[Stated task A]:
Reproduce the part of the records that opens with the line containing "Could you please spot the bridal" and runs through the end of the records, swapping "bridal bouquet" for "wedding bouquet" and leaving everything else unchanged.

[Excerpt provided]:
^^^^^^^^^^^^^^^^

Nebenzahl is part of a CSA herself, and spent part of last spring and summer volunteering once a week on an organic farm.

“I’m sitting there in these plastic ‘tunnels’ and there’s all this straw on the ground and you’re planting little basil plants in between the tomatoes and, as you’re doing it all by hand, you realize in the end… this is going to grow into these awesome things and you’re going to be able to harvest it all,” she said. “It’s just beautiful… To me, there’s no downside here, if we can only believe in the importance of good farmland and supporting farmers.”

Getting close to the action when it comes to social movements is not new for Nebenzahl. In 2003, she and photojournalist Nance Ackerman published Womankind: Faces of Change Around the World. The book was the result of months of travelling to dozens of countries across five continents, capturing the stories of activist women, both in writing and in photographs.

“The theme was that women really are the face of activism around the world,” Nebenzahl said. “They are the people who are there on the ground, they see what happens to children, they see what happens to the environment.”

Photo by Katya Teague

Womankind features the Grandmothers of the Plaza de Mayo, fighting to bring back the grandchildren who were stolen from them during a government crackdown in Argentina. It sheds light on women in Kenya fighting to give their daughters an education. It showcases mothers in Moscow, working to get supplies to their sons, who were sent to fight in Chechnya without proper clothing or food.

Despite the tragedies experienced by many of these women, Nebenzahl said there was something very inspiring and hopeful about these women.

^^^^^^^^^^^^^^^^

(Rows from a pointing dataset)
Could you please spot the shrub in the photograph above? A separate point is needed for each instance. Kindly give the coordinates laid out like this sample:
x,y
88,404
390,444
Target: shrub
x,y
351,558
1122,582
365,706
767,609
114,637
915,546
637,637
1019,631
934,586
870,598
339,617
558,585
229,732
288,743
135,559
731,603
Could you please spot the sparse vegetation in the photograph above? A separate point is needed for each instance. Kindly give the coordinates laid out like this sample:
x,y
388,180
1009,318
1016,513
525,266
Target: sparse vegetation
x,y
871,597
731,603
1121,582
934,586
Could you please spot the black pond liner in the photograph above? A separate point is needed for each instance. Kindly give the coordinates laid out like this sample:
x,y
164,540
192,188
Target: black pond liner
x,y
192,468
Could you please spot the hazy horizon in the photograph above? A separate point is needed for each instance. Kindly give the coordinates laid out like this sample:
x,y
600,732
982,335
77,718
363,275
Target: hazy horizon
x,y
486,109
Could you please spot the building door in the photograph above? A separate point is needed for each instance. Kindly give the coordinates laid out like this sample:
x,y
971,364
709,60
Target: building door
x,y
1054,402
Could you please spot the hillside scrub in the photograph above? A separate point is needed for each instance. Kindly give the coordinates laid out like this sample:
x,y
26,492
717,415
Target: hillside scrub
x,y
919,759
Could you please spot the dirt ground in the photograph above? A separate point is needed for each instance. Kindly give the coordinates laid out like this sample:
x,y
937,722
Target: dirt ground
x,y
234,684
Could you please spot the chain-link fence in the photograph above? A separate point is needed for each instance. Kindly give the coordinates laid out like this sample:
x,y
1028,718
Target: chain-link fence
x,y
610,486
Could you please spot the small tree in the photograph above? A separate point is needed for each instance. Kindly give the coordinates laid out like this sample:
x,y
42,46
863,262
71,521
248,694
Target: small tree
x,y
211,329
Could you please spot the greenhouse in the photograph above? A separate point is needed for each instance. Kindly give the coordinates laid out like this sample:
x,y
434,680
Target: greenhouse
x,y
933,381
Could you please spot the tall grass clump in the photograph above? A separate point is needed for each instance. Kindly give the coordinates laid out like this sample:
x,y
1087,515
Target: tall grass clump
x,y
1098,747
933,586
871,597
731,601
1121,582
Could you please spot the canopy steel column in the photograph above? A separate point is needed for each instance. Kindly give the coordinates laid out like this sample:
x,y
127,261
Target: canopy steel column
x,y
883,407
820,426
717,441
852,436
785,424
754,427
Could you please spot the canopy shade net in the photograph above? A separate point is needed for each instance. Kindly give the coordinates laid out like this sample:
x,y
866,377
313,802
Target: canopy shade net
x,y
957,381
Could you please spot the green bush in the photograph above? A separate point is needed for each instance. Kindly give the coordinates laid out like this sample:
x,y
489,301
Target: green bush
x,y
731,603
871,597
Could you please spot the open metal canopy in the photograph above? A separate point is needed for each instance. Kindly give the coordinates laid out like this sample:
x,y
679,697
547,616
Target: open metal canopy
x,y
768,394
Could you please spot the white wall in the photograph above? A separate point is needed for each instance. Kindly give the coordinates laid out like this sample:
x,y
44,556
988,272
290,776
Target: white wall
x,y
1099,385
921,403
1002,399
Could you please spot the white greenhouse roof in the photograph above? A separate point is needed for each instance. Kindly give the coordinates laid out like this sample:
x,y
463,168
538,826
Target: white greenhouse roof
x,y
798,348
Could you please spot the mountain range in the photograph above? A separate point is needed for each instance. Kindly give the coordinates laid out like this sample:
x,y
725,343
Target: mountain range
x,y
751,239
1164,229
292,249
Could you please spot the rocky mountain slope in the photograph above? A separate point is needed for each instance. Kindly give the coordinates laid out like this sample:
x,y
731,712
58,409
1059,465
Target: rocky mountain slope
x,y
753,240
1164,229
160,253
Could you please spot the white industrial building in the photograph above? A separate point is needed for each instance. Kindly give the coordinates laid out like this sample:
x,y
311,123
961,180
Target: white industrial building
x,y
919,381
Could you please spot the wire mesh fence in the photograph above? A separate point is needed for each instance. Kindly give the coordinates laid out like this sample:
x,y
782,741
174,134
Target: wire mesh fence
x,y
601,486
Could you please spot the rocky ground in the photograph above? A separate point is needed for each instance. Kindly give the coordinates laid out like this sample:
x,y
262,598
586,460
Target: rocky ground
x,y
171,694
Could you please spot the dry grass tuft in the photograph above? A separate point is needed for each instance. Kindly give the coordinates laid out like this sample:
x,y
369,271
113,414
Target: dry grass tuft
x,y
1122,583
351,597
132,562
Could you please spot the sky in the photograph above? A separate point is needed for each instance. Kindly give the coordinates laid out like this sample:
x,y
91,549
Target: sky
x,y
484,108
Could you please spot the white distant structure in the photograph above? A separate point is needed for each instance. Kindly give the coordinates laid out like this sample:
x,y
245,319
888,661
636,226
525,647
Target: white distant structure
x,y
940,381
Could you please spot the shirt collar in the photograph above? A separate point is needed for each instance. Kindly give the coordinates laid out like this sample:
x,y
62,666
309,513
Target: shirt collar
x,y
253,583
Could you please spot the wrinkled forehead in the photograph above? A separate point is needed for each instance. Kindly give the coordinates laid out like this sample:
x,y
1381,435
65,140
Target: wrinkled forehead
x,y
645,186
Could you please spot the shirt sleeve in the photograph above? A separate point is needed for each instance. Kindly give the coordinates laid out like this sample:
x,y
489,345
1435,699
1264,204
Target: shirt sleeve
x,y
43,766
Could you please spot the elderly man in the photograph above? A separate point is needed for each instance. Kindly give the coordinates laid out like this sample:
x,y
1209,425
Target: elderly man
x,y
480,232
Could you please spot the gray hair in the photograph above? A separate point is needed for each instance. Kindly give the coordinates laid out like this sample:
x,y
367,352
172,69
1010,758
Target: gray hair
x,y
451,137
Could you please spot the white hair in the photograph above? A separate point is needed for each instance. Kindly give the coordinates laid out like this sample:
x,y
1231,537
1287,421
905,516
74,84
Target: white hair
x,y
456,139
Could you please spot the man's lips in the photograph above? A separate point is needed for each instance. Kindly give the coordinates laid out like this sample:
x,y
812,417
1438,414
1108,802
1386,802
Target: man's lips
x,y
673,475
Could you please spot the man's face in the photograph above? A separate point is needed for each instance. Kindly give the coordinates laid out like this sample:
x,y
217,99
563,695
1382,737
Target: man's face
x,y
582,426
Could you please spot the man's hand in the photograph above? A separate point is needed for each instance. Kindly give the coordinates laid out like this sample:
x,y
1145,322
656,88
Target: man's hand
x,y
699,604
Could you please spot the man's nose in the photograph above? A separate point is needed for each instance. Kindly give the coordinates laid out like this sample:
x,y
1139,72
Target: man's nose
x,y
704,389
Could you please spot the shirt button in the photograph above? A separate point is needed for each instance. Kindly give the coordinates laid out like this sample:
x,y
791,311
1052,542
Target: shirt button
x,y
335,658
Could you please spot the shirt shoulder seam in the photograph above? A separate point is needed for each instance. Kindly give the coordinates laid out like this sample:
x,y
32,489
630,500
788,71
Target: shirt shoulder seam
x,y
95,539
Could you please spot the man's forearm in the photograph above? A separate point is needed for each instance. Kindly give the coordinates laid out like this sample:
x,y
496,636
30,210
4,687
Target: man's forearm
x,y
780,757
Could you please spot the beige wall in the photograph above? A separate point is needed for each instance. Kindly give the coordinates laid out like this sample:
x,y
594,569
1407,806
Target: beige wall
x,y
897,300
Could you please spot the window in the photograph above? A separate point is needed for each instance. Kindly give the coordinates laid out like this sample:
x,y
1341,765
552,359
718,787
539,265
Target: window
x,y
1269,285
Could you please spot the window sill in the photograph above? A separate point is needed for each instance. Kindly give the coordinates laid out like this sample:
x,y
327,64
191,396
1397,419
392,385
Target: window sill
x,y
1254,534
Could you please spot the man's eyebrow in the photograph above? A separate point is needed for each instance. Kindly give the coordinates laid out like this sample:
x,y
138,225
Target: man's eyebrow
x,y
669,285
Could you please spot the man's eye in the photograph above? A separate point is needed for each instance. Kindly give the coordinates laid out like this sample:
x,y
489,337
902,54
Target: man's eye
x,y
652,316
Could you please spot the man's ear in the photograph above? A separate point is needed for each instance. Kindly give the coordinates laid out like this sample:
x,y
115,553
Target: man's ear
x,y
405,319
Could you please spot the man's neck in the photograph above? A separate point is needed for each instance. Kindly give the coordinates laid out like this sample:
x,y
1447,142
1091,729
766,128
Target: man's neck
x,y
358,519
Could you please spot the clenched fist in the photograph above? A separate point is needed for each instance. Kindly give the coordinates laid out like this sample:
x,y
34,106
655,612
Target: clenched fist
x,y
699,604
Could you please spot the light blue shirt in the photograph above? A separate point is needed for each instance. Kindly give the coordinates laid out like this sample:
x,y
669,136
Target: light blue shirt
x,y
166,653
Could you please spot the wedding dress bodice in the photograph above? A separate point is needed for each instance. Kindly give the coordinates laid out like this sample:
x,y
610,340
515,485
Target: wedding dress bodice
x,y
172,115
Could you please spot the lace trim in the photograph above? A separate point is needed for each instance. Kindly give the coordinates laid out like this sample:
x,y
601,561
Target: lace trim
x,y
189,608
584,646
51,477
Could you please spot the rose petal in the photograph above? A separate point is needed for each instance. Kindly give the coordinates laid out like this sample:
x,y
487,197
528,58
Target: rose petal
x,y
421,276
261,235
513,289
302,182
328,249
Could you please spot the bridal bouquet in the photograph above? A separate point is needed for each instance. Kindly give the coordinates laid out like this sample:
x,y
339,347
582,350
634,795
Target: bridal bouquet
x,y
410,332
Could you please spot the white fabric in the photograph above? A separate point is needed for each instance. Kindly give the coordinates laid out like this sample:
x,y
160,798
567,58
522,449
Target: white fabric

^^^^^^^^^^^^^^^^

[Stated task B]:
Answer these questions using the excerpt about Nebenzahl:
(i) How often did Nebenzahl volunteer on the organic farm last spring and summer?
(ii) In what year was Womankind: Faces of Change Around the World published?
(iii) In which city were mothers working to get supplies to their sons sent to fight in Chechnya?

[Written answer A]:
Could you please spot the wedding bouquet in the photograph above? A separate point is needed for each instance. Kindly give the coordinates laid out like this sample:
x,y
339,347
582,350
634,795
Target: wedding bouquet
x,y
410,332
Could you please spot the white fabric in the photograph above? A separate point is needed for each instance. Kindly give the coordinates laid out like this sample:
x,y
160,798
567,58
522,449
Target: white fabric

[Written answer B]:
(i) Once a week.
(ii) 2003.
(iii) Moscow.